*Prompt*
Each record below is to be reproduced without any change.
Raw data: Begin
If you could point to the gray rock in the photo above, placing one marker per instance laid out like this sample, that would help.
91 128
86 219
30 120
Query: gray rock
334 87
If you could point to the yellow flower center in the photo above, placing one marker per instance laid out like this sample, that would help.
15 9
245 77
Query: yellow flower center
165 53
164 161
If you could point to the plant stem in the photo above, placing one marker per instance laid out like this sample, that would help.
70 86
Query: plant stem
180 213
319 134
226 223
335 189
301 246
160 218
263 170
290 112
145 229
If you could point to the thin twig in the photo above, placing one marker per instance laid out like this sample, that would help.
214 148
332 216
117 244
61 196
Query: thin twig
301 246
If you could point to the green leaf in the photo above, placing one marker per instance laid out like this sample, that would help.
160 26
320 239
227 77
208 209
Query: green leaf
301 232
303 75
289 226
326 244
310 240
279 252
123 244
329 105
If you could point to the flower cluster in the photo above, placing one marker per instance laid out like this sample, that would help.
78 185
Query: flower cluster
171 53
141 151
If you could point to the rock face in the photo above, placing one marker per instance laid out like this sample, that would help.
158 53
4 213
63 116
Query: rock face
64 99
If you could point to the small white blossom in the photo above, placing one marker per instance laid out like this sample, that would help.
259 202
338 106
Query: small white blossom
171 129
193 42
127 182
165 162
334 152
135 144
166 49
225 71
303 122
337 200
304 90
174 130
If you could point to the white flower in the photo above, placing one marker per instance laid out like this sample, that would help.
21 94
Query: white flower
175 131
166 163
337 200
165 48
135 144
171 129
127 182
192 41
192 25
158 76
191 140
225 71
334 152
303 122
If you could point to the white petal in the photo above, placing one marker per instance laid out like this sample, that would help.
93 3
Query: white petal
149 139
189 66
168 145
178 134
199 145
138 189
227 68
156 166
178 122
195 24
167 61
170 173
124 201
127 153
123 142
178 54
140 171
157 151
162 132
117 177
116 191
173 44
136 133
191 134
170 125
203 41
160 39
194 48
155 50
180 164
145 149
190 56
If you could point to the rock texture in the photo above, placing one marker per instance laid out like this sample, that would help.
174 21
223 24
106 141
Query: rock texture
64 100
Raw data: End
*Output of the task*
If you could point to the gray rock in the photo above, placing one marker per instance laid out like this sample, that would help.
91 128
86 219
30 120
Query: gray rock
334 87
If you could point to the yellow flower center in the photo above, placing one marker per instance laid out like this sample, that would help.
15 9
245 77
Query: yellow flower center
165 53
164 161
If you could point to the plant stem in the photo above, placing one marker per instance laid out like this sample, that would help.
70 86
Query: plant stem
180 213
319 134
226 223
335 189
301 246
160 218
263 170
290 112
145 229
If you could point to the thin twig in the photo above, placing one marker per instance laid out like this sample, that would help.
214 148
332 216
117 244
61 196
Query: thin twig
301 246
If you could point to the green leaf in the photo above, placing one marker per instance laid out like this sample, that would help.
160 26
320 239
227 77
208 209
Query: green leaf
301 232
303 75
289 226
326 244
310 240
279 252
123 244
329 105
If you could point to the flower cluster in the photo above, placing one marker per instance laid out like this sample, that would help.
78 185
Query: flower cluster
171 53
141 151
If you could point to the rock face in the photo above, placing one marker per instance laid out like this sample, that would help.
158 53
4 213
63 116
Query: rock face
64 99
If you could point to the small white blossom in the photo above, placing one marker per instance laid out like this sample, that would help.
259 202
338 106
Query: small white blossom
171 129
193 42
127 182
165 162
334 152
135 144
166 49
225 71
303 122
337 200
304 90
174 130
If you could point to the white flower in the photo above, placing one marker per instance laid out like this sample, that would help.
21 94
Query: white flower
175 131
166 163
337 200
165 48
135 144
171 129
127 182
192 41
192 25
158 76
191 140
225 71
334 152
303 122
If you could point to the white petal in the photo above, placing one marker per instance laid out like this sample, that would help.
93 3
Query: white petal
149 139
189 66
168 145
178 134
199 145
138 189
227 68
156 166
178 122
195 24
167 61
170 173
124 201
127 153
123 142
178 54
140 171
157 151
162 132
117 177
116 191
173 44
136 133
191 134
170 125
203 41
160 39
194 48
155 50
180 164
145 149
190 56
If you could point to the rock texture in the photo above, placing one marker per instance laid out like this sample, that would help.
174 21
223 24
106 141
Query: rock texture
64 100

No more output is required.